▸ **Task prompt**: Below is a set of entries; give all of them again exactly.

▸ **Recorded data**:
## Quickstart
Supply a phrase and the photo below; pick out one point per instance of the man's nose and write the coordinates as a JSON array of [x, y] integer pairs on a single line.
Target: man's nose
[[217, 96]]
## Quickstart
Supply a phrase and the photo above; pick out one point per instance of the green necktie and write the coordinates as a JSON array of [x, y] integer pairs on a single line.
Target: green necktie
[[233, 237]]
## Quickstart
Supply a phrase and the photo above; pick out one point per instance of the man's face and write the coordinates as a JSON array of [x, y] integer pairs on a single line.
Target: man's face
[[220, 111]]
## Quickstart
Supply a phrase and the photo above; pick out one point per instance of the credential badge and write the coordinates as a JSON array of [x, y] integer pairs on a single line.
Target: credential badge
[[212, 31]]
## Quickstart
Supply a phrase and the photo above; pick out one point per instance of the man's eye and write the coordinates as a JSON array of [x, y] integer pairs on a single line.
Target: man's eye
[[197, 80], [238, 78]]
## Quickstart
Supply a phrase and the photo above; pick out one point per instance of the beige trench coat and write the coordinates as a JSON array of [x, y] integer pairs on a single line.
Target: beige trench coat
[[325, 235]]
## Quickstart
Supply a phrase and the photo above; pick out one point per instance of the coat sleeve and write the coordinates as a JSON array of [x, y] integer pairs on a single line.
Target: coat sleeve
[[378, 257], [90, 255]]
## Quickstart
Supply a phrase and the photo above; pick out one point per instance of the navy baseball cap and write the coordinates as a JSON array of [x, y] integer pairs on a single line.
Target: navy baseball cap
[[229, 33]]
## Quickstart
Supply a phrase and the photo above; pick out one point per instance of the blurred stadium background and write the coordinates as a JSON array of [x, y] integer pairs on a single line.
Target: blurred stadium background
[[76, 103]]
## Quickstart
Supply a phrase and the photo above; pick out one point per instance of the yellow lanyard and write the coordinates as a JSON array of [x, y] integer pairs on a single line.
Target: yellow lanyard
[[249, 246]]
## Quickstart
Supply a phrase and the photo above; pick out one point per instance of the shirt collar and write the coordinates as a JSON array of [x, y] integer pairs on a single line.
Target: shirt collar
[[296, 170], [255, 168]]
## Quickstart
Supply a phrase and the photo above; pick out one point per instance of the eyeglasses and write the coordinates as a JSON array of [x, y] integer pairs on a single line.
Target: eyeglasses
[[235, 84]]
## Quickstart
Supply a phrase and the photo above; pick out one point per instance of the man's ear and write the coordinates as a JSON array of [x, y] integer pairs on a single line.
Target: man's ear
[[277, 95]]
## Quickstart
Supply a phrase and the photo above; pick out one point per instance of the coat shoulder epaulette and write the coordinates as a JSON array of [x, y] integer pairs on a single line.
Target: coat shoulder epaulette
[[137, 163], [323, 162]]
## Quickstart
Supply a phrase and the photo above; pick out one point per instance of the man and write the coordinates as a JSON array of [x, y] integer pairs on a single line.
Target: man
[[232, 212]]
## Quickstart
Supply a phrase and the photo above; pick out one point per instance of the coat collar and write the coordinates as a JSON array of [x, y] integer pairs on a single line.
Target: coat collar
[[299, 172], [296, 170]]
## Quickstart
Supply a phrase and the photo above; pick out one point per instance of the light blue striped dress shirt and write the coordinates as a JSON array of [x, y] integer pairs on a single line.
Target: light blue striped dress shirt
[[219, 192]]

▸ **Solution**:
## Quickstart
Supply a phrase and the photo below; pick out one point per instance of the man's nose and write the coordinates as a JSON array of [x, y] integer pairs on a single line.
Target: man's nose
[[217, 96]]
## Quickstart
Supply a phrase and the photo above; pick out one point per instance of the green necktie and write the coordinates as a JSON array of [x, y] integer pairs on a single line.
Target: green necktie
[[233, 237]]
## Quickstart
Supply a phrase and the photo above; pick out one point per instance of the man's face and write the coordinates as a JSON array of [x, y] integer pairs on a single line.
Target: man's face
[[220, 111]]
## Quickstart
Supply a phrase and the photo above; pick out one point per instance of the credential badge and write the coordinates as a JSON array of [x, y] integer pairs on a single line.
Target: credential badge
[[212, 31]]
## Quickstart
Supply a phrase and the photo above; pick out one point per instance of the man's eye and write the coordinates as a JSON array of [x, y] integer pairs on a single line.
Target: man's eye
[[197, 80], [238, 78]]
## Quickstart
Supply a phrase and the photo above; pick out one point per instance of the beige trench coat and write the coordinates as a JSON array of [x, y] integer pairs on a single line.
Target: beige trench coat
[[325, 235]]
## Quickstart
Supply a phrase and the photo above; pick out one point per instance of the coat sleeve and write the coordinates as a JSON array of [x, y] integer pairs on a single line.
Target: coat sleeve
[[378, 257], [90, 255]]
## Quickstart
Supply a phrase and the photo above; pick out one point per instance of the navy baseball cap and write the coordinates as a JSON array of [x, y] integer pairs on a single line.
Target: navy baseball cap
[[229, 33]]
## Quickstart
Supply a phrase and the photo above; pick out one point per instance of the blurred stadium background and write the coordinates as a JSON array of [x, y] integer pairs on a single line.
Target: blurred stadium background
[[76, 103]]
## Quickstart
Supply a phrase and the photo above; pick out one point per instance of the yellow lanyard and write the coordinates as a JSON array of [x, y] integer pairs on a single line.
Target: yellow lanyard
[[249, 246]]
## Quickstart
Supply a phrase and the photo above; pick out one point per instance of the shirt collar and write the coordinates as a JSON array of [x, y] integer pairs on a single line.
Target: shirt collar
[[296, 170], [255, 168]]
## Quickstart
Supply a phrase and the photo above; pick out one point per instance of the eyeglasses and write the coordinates as a JSON array of [x, y] integer pairs on a single line.
Target: eyeglasses
[[235, 84]]
## Quickstart
Supply a phrase and the photo above; pick out one point per instance of the man's ear and write the coordinates as a JSON array of [x, y] integer pairs on a single line.
Target: man's ear
[[277, 95]]
## Quickstart
Supply a phrase and the photo above; pick out one point per instance of the coat shoulder epaulette and write the coordinates as a JSON array of [x, y] integer pairs on a single line.
Target: coat shoulder epaulette
[[137, 163], [323, 162]]
## Quickstart
Supply a phrase and the photo above; pick out one point per instance of the man and write the coordinates as a JSON array of [x, y] integer pairs on a single line.
Target: man
[[232, 212]]
## Quickstart
Supply a phrase and the photo above; pick out one point per instance of the coat collar and write the coordinates as a JSON array of [x, y] integer pairs on a single line.
Target: coat collar
[[299, 172], [296, 170]]
## Quickstart
Supply a phrase and the photo above; pick out one point per instance of the light blue striped dress shirt and write the coordinates as a JSON array of [x, y] integer pairs on a single line.
Target: light blue striped dress shirt
[[219, 192]]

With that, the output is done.